■ DIRECTIVES:
• a. In the passage on Westrock's IT control deficiencies, what was determined about these deficiencies in the aggregate?
• b. Pick up the passage on Westrock's IT control deficiencies after its last sentence and continue it.

■ TEXT SHOWN:
========================================================================
Westrock did not design and maintain effective controls over certain information technology (“IT”) or general computer controls for information systems that are relevant to the preparation of the consolidated financial statements. Specifically, Westrock did not design and maintain: (i) program change management controls to ensure that IT program and data changes affecting financial IT applications and underlying accounting records are identified, tested, authorized and implemented appropriately; (ii) user access controls to ensure appropriate segregation of duties and adequate restricted user and privileged access to financial applications, data and programs to the appropriate personnel; (iii) computer operations controls to ensure that data backups are authorized and monitored; and (iv) testing and approval controls for program development to ensure that new software development is aligned with business and IT requirements. These IT deficiencies did not result in adjustments to the consolidated financial statements. However, the deficiencies, when aggregated, could impact Westrock’s ability to maintain effective segregation of duties, as well as the effectiveness of IT-dependent controls (such as automated controls that address the risk of material misstatement to one or more assertions, along with the IT controls and underlying data that support the effectiveness of system-generated data and reports) that could result in misstatements potentially impacting all financial statement accounts and disclosures that would result in a material misstatement to the annual or interim financial statements that would not be prevented or detected. Accordingly, it was determined these deficiencies in the aggregate constitute a material weakness.

Additionally, the material weaknesses could result in a misstatement of substantially all of Westrock’s accounts or disclosures that would result in a material misstatement to the annual or interim consolidated financial statements that would not be prevented or detected.
========================================================================
■ PROVIDED MATERIAL:

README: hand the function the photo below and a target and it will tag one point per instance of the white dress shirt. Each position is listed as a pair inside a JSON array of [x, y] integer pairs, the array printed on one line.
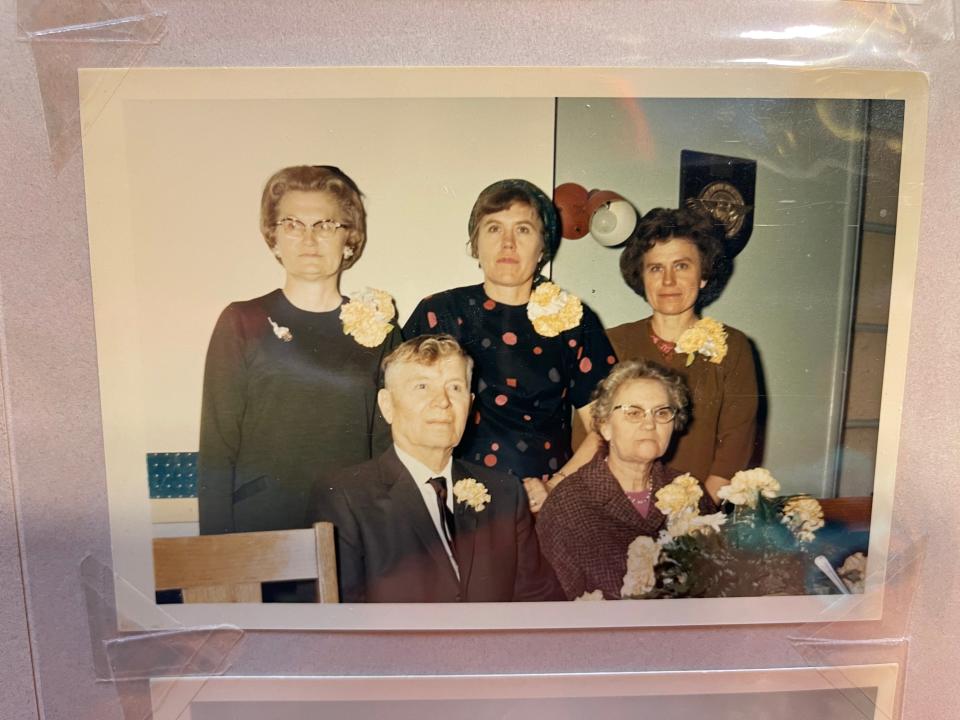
========================================================================
■ THE RESULTS:
• a. They constitute a material weakness.

• b.
Remediation Plans

Westrock has taken and is taking certain measures to remediate the material weaknesses described above, including the following:

Hired additional accounting and IT personnel, including a new chief accounting officer hired in May 2021, a new technical accounting resource hired in April 2022, a new IT compliance resource hired in March 2023, and a new internal controls resource hired in April 2023 with the appropriate level of knowledge, training, and experience to improve our internal control over financial reporting and IT capabilities.

Developing and formalizing a risk assessment process across the organization to identify risks and design new controls or enhance existing controls responsive to such risks to ensure timely and accurate financial reporting based on criteria established in Internal Control - Integrated Framework issued by the Committee of Sponsoring Organizations of the Treadway Commission (2013 framework) (“COSO Framework”). Entity level controls necessary to support management’s risk assessment and a process to evaluate the control environment in accordance with the COSO Framework were improved or implemented throughout 2023. Management is at various stages of designing or implementing additional controls that would further improve risk assessment.

Engaged a third party to assist in designing and implementing controls related to period-end financial reporting, segregation of duties and IT general controls.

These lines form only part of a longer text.